The relative risk reduction may have been 44%, but this translates into only an actual 2.3% reduction in absolute risk, as is shown below.
Reporting relative risk reduction only is the oldest trick in the book to exaggerate the effects of an intervention, used by salesmen, but apparently also by clinical researchers.
What makes the unquestioning acceptance of these reports of relative risk reductions achieved by PrEP even more remarkable is that there is a tremendous amount of material explaining the difference between relative and absolute risk reduction. Just type the words “relative risk absolute risk” into the Google search box.
Relative risk reduction tells you the percentage reduction in risk in the treated group compared to that in the group receiving placebo, or how much lower the risk with the intervention is relative to the risk to begin with.
If you are not clearly told what the risk is to begin with, then you can’t tell what the actual reduction in risk is when taking the intervention; all you know is how much lower it is than a number that’s not clearly presented to you.
Although not included in the iPrEx trial report there is information that allows one to calculate the absolute risk reduction conferred by Truvada. To do this we need to know what the risk of infection is to begin with.
This is the number of infections occurring in the placebo group over the time period of the study.
64 out of 1248 people in the placebo group were infected, which is 5.1%, or 0.051 in 1. (since then there have been additional infections reported at the Rome AIDS conference, reflecting an increase in the number of infections over a longer time period).

The problem
Continue the passage above about relative versus absolute risk reduction in the iPrEx PrEP trial from where it stops.

Supplied entries
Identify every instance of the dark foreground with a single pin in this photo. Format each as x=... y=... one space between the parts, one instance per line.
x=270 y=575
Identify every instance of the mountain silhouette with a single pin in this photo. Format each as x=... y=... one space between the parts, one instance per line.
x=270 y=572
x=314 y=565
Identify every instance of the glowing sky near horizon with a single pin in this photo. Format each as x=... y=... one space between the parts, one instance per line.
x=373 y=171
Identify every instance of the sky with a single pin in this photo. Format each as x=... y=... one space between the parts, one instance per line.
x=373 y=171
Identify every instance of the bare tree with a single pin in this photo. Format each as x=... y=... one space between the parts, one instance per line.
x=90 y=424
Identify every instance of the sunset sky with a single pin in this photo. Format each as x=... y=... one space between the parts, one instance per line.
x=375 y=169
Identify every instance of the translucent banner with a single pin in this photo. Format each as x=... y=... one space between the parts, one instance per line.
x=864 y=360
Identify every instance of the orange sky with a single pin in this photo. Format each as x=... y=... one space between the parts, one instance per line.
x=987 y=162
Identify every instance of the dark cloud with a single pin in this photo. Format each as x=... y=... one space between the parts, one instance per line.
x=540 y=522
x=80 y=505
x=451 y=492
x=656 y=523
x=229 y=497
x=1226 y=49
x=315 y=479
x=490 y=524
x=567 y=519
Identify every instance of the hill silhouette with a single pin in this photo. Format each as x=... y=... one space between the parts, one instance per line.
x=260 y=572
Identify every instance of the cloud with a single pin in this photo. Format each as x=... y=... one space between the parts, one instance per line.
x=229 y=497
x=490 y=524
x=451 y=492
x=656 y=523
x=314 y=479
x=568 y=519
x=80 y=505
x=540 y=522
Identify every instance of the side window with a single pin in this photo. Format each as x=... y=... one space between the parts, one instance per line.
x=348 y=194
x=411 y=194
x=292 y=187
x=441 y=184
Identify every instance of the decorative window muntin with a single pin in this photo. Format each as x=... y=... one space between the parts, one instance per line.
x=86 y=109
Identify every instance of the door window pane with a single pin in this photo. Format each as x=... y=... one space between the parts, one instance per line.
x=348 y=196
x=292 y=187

--

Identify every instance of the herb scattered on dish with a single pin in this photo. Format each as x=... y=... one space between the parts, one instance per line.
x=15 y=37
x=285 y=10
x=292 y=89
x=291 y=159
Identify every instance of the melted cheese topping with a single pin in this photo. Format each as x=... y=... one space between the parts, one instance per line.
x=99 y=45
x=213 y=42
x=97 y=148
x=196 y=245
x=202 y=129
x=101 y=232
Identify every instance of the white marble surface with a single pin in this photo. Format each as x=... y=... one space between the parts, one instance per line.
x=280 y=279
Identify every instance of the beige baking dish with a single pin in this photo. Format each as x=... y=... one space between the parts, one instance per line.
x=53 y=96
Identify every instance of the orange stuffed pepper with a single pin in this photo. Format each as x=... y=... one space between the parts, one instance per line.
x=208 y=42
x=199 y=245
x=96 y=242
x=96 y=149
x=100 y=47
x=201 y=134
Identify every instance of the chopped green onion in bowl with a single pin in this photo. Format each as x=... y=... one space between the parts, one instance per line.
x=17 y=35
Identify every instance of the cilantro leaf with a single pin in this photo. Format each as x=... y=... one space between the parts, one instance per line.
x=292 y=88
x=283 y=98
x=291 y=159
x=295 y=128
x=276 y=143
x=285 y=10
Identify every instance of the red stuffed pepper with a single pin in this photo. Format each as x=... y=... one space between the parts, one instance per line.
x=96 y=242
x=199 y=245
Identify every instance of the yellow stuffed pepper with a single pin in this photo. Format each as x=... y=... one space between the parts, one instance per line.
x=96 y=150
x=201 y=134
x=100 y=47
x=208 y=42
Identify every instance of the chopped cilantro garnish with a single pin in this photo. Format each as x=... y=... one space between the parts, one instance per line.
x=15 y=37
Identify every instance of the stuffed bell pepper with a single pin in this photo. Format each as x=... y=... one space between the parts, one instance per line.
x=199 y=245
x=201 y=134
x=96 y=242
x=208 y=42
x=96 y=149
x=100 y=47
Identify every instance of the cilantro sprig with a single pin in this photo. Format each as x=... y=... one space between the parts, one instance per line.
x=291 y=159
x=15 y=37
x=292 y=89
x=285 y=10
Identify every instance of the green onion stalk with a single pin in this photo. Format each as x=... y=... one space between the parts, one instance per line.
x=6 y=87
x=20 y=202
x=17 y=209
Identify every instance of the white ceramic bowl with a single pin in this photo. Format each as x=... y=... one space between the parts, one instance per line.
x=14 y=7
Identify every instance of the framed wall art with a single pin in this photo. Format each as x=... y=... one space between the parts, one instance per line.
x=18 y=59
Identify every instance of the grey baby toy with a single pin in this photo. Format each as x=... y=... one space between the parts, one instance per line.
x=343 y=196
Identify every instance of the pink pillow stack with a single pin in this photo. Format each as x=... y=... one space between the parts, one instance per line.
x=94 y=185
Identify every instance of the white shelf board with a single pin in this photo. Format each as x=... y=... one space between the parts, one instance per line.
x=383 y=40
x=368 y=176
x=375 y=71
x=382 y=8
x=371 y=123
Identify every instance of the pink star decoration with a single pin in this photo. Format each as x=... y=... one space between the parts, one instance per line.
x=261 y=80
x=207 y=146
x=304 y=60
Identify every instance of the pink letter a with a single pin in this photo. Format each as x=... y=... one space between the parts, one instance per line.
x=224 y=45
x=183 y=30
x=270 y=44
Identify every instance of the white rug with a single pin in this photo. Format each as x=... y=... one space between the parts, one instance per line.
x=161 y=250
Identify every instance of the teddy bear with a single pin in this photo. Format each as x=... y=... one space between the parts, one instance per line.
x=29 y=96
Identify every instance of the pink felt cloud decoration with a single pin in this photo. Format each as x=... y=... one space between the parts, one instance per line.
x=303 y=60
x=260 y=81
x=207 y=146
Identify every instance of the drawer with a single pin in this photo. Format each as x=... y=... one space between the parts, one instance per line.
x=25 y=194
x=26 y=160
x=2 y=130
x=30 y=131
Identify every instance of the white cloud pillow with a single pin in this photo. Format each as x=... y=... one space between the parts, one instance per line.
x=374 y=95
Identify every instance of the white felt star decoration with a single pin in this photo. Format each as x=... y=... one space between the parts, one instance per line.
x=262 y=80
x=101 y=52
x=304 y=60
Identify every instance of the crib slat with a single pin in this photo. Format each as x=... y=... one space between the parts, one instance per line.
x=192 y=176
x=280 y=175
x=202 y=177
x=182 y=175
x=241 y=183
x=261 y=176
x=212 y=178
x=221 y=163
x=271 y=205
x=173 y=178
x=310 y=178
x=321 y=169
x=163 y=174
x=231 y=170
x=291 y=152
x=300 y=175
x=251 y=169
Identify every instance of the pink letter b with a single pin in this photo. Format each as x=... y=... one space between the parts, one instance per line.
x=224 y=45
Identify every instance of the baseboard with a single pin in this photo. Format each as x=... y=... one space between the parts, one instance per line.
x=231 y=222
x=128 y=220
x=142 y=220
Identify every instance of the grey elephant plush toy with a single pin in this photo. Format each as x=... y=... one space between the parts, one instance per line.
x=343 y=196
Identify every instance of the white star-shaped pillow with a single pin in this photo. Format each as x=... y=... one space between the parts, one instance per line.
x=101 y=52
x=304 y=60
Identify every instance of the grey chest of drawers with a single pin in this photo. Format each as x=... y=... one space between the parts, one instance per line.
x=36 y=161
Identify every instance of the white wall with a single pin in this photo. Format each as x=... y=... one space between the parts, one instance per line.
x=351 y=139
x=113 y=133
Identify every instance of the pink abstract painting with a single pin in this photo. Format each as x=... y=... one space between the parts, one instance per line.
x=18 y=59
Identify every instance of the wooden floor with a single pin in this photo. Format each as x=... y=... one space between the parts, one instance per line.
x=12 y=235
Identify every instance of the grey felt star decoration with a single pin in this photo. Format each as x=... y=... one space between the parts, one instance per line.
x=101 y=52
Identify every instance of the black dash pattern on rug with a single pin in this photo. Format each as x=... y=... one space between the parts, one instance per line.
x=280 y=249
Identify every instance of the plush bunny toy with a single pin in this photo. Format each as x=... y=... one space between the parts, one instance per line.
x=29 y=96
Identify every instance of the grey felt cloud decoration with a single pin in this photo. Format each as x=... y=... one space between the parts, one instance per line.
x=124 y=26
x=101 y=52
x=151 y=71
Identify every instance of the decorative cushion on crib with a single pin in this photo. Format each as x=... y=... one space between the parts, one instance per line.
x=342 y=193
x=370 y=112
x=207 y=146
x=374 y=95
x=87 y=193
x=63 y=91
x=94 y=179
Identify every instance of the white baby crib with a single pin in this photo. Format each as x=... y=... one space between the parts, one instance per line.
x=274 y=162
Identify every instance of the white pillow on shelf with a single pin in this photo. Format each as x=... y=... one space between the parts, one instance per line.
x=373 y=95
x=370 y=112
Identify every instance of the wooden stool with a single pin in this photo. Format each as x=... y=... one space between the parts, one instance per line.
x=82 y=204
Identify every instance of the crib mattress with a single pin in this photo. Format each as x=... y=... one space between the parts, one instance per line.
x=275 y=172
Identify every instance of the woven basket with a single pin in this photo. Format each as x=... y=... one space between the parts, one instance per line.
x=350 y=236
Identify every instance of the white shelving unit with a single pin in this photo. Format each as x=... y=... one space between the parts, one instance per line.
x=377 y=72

...

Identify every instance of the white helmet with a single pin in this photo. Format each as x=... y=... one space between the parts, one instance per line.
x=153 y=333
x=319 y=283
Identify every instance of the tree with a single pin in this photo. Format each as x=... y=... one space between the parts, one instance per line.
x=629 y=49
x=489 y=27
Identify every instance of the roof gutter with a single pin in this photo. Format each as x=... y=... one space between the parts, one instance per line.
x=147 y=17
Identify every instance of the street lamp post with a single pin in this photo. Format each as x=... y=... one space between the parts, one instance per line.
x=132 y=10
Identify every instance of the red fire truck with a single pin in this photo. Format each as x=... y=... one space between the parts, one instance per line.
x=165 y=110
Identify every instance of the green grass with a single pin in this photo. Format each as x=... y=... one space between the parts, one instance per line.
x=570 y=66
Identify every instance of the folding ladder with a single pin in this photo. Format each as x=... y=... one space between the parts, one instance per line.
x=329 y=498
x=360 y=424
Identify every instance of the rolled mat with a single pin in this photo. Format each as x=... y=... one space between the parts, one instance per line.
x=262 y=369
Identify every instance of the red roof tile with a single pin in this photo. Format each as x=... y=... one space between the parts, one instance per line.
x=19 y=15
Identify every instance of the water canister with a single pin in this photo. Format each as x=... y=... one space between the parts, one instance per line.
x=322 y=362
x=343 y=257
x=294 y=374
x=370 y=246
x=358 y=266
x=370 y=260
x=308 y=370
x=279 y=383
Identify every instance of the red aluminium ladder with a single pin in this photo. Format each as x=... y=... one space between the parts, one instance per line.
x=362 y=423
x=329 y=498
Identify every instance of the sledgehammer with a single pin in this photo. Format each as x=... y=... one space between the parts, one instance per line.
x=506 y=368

Exercise response
In the group receiving Truvada 2.8% of 1251 people were infected.
The absolute risk reduction conferred by Truvada is simply 5.1 minus 2.8 which is 2.3.
A 2.3% reduction in absolute risk conferred by Truvada is the more accurate measure of its efficacy. Hardly something to celebrate.
A 44% reduction in relative risk sounds much better, although far from spectacular,but unfortunately this number tells you nothing about actual risk reduction.
Relative risk reduction is calculated as follows:
It is the number of events in the treatment group subtracted from the number of events in the placebo group divided by the number of events in the placebo group.
On its own, relative risk reduction is not a helpful number.
Of much greater help to a person considering Truvada PrEP is knowledge of the actual risk while taking Truvada (over the period of the study, a median of 1.2 years).
That number is 2.8%.
Knowing the absolute risk reduction allows one to calculate another important measure. This is the number of people who need to be treated to avoid one infection (NNT).
From information contained in the trial report 45 people need to be treated to prevent one infection. I did not notice this number in the trial report nor was the absolute risk reduction
of 2.3% reported. NNT is a useful number as it allows one to estimate what it would cost to prevent a single infection with Truvada.
The cost of the drug is the least of it. A person taking Truvada PrEP needs to be monitored at regular intervals for toxicity and importantly, for infection, in order to avoid the inevitable emergence of resistant viruses as a result of sub optimal treatment.
If Prep is implemented on a large scale which some AIDS advocates seem to be calling for, but is unlikely to happen, then there may well be increases in new infections with viruses resistant to the drugs in Truvada in men who have sex with men, in IV drug users and in African populations.
PrEP is not a success, at least not with Truvada.
However such a failure was transformed into a triumph, part of the explanation is the use of relative risk reduction numbers with care taken to remain silent on absolute risk reduction.
Despite all the literature available to help people tell the difference between absolute and relative risk reduction, this evidently was a resource not used by those cheering along this ineffective intervention.